Dataset excerpts:
..........
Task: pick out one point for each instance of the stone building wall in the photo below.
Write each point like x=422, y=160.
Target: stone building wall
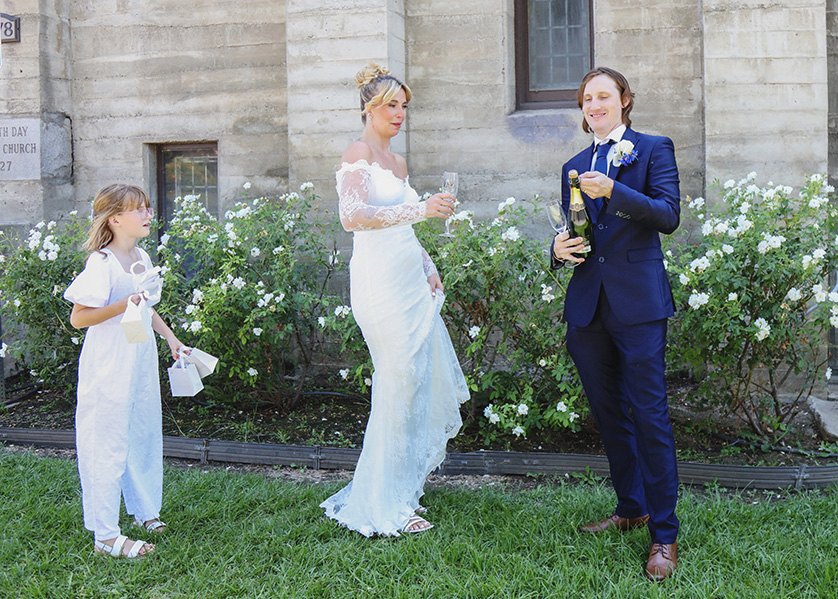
..........
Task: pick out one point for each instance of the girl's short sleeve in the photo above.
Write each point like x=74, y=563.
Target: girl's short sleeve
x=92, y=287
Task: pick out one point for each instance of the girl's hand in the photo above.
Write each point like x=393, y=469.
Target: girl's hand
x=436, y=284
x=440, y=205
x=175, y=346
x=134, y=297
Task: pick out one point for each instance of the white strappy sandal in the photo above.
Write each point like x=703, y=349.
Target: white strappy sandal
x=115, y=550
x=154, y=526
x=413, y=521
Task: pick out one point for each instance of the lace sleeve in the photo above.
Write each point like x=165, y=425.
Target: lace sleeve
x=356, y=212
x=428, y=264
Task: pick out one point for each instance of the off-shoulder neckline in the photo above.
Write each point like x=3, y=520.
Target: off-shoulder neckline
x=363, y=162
..........
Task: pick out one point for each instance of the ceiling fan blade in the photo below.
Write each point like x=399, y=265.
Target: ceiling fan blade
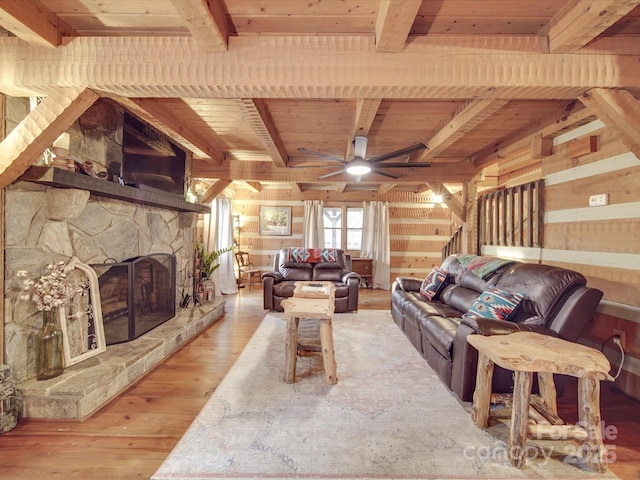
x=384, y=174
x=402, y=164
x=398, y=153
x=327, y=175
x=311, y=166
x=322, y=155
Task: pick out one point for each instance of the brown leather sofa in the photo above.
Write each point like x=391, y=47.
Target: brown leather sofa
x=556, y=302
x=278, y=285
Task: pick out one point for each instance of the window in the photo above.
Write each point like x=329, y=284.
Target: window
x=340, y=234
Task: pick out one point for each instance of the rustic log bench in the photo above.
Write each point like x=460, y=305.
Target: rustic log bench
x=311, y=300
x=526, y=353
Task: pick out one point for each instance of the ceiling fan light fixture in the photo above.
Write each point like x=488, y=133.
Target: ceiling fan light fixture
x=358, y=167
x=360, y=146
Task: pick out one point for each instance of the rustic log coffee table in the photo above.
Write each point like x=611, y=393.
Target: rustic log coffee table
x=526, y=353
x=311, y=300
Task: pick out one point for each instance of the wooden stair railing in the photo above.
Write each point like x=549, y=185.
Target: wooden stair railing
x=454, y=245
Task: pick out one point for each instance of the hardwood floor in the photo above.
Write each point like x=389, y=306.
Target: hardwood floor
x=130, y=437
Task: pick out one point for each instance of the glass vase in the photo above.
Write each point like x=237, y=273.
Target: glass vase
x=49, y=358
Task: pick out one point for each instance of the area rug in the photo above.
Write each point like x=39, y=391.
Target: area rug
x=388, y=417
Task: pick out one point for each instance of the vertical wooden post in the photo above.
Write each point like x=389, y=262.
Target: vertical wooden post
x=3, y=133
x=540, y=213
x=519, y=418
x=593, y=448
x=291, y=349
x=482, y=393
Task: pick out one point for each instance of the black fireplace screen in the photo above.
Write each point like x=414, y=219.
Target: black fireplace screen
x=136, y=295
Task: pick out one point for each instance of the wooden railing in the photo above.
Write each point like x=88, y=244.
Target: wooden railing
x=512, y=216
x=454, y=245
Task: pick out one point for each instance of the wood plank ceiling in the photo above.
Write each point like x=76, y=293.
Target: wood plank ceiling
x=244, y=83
..........
Copy out, unchanged, the lines from the one containing "ceiling in the photo above." through the one containing "x=244, y=83", including both of those lines.

Task output:
Task: pick out one point for each instance of the wood plank ceiling in the photo above.
Write each point like x=76, y=293.
Target: wood plank ceiling
x=244, y=83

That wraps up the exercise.